→ **EXTRACT**:
•••
Over the past decade or so, unity candles have become a very popular part of traditional wedding ceremonies, and plenty of friends these days approach me to supply them with these candles when their children get married. I used them myself for my eldest daughter’s wedding last year, though my 69-year-old mother rather sniffily said that these new fangled ideas had no business to be in church!
While that is open to debate, what does seem certain is that the popularity of unity candles is set to grow. In time, they may even come to be regarded as a traditional aspect of Christian weddings. Personally, I think it is a wonderful idea to light candles that symbolize the union of two souls, and I would warmly congratulate the person who invented the custom.
Speaking of two souls, the custom is to actually light three candles – one each for the two people getting married, and one larger pillar candle to signify the union. At my daughter Joanna’s wedding last year, I used a special candle holder that accommodated all three candles, though most people I know prefer individual candle holders.
•••
→ **RAW RECORDS**:
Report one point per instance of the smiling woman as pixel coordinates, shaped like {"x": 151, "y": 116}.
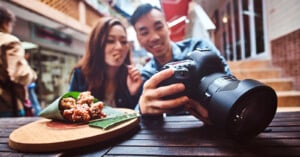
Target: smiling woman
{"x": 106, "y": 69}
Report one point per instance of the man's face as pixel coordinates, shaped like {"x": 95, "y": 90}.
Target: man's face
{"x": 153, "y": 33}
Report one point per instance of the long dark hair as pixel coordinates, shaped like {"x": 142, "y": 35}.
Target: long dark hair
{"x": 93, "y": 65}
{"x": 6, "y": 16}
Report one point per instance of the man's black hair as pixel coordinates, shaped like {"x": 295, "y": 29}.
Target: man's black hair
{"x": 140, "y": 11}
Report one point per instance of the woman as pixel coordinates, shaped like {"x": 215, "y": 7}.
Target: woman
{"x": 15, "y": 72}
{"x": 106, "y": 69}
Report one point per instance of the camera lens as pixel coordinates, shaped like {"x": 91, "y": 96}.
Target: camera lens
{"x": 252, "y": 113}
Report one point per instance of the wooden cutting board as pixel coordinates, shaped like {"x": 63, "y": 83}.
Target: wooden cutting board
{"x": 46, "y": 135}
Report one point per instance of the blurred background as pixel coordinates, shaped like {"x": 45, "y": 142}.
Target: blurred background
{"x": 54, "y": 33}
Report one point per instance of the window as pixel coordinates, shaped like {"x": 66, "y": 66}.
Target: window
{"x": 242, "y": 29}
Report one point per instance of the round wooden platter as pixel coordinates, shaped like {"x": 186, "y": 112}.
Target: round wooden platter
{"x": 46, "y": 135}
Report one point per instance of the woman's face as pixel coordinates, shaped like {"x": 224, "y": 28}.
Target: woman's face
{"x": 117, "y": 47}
•••
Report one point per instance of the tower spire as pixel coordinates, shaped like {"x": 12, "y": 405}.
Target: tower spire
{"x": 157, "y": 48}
•••
→ **REQUIREMENT**:
In the text about unity candles, what does the larger pillar candle signify? Please answer in one sentence.

→ **OUTPUT OF THE TASK**:
The larger pillar candle signifies the union of the two people getting married.